What to do:
Turn every line of the listing below into a JSON list of strings, one string per line, and leave out any blank lines.

Raw data:
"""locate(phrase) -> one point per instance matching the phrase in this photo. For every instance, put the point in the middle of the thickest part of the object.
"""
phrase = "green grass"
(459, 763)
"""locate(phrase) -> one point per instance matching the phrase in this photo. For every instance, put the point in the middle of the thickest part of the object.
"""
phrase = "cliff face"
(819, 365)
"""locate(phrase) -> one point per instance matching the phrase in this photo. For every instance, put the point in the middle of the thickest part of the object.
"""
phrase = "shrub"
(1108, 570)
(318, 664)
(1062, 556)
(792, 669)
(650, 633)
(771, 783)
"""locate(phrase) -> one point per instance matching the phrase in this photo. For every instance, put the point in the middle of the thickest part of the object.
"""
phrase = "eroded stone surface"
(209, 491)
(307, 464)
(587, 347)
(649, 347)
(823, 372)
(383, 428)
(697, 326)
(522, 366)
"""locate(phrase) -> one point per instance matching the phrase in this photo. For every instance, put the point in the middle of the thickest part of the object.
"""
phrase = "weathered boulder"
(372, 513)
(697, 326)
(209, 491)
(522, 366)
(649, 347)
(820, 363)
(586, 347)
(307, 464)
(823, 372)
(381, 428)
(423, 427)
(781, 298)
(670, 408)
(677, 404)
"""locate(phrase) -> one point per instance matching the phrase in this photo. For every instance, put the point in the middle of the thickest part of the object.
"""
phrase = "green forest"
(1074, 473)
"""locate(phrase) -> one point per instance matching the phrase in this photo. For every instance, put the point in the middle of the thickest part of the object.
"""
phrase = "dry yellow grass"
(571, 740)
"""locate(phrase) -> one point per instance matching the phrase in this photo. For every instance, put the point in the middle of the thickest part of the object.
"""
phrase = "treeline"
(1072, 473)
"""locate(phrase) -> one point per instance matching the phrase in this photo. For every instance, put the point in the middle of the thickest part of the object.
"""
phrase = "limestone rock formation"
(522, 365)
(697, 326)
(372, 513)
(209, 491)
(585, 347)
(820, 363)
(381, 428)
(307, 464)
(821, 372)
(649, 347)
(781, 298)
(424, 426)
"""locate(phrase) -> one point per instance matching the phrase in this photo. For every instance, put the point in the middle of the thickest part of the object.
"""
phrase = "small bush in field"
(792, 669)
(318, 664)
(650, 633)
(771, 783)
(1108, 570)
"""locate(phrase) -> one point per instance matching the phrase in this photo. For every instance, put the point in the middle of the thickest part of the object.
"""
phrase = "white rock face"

The solution:
[
  "\"\"\"locate(phrase) -> one point per instance matching the phrase in this photo. For every instance, put the point in the middle of the thickest part of the object.",
  "\"\"\"",
  "phrase = \"green grass\"",
  "(459, 763)",
  "\"\"\"locate(phrase) -> one point per instance matching the phrase in this photo. For every instance, put the point in the middle of the thickest part of the object.",
  "\"\"\"",
  "phrase = \"cliff face\"",
  "(819, 365)",
  "\"\"\"locate(phrase) -> one point per instance matching the phrase in this photo. For every instance, put the point in the middle of the thickest part of the object.",
  "\"\"\"",
  "phrase = \"shrub\"",
  "(1108, 570)",
  "(318, 664)",
  "(1062, 556)",
  "(792, 669)",
  "(650, 633)",
  "(771, 783)",
  "\"\"\"locate(phrase) -> one point per instance matching the phrase in this photo. For every instance, put the point in the middle of the thickest part of the object.",
  "\"\"\"",
  "phrase = \"eroded stone surface\"",
  "(209, 491)",
  "(307, 464)",
  "(587, 347)",
  "(649, 347)",
  "(823, 372)",
  "(383, 428)",
  "(697, 326)",
  "(522, 366)",
  "\"\"\"locate(phrase) -> one point per instance matching the phrase in this photo. For every instance, put the point in the middle of the thickest part of the object.",
  "\"\"\"",
  "phrase = \"weathered boulder\"",
  "(372, 513)",
  "(697, 326)",
  "(209, 491)",
  "(522, 366)",
  "(649, 347)",
  "(820, 363)",
  "(586, 347)",
  "(307, 464)",
  "(823, 372)",
  "(381, 428)",
  "(423, 427)",
  "(781, 298)",
  "(670, 408)",
  "(677, 404)",
  "\"\"\"locate(phrase) -> one point per instance matching the phrase in this photo. For every instance, put the point in the middle of the thickest part of the object.",
  "\"\"\"",
  "phrase = \"green forest\"",
  "(1074, 473)",
  "\"\"\"locate(phrase) -> one point per instance matching the phrase in this photo. For every instance, put the point in the middle of the thickest part of the object.",
  "\"\"\"",
  "phrase = \"dry yellow grass\"",
  "(571, 740)",
  "\"\"\"locate(phrase) -> one point per instance matching the phrase in this photo. For every instance, put the point in the middle of the thickest part of the object.",
  "\"\"\"",
  "phrase = \"treeline\"",
  "(1072, 473)",
  "\"\"\"locate(phrase) -> one point per instance matching the phrase in this photo. For every instance, put the point in the middle of the thickest part of the object.",
  "\"\"\"",
  "phrase = \"limestone rock formation\"",
  "(522, 365)",
  "(697, 326)",
  "(372, 513)",
  "(209, 491)",
  "(585, 347)",
  "(820, 363)",
  "(381, 428)",
  "(307, 464)",
  "(821, 372)",
  "(649, 347)",
  "(781, 298)",
  "(424, 426)",
  "\"\"\"locate(phrase) -> one point per instance matching the phrase in this photo. For every instance, put the point in the middle of the thickest part of the object.",
  "\"\"\"",
  "phrase = \"small bush in field\"",
  "(792, 669)",
  "(318, 664)",
  "(650, 633)",
  "(771, 783)",
  "(1108, 570)",
  "\"\"\"locate(phrase) -> one point per instance matching the phrase in this photo. For every instance, put the point in the middle of the thickest part of the object.",
  "\"\"\"",
  "phrase = \"white rock face\""
]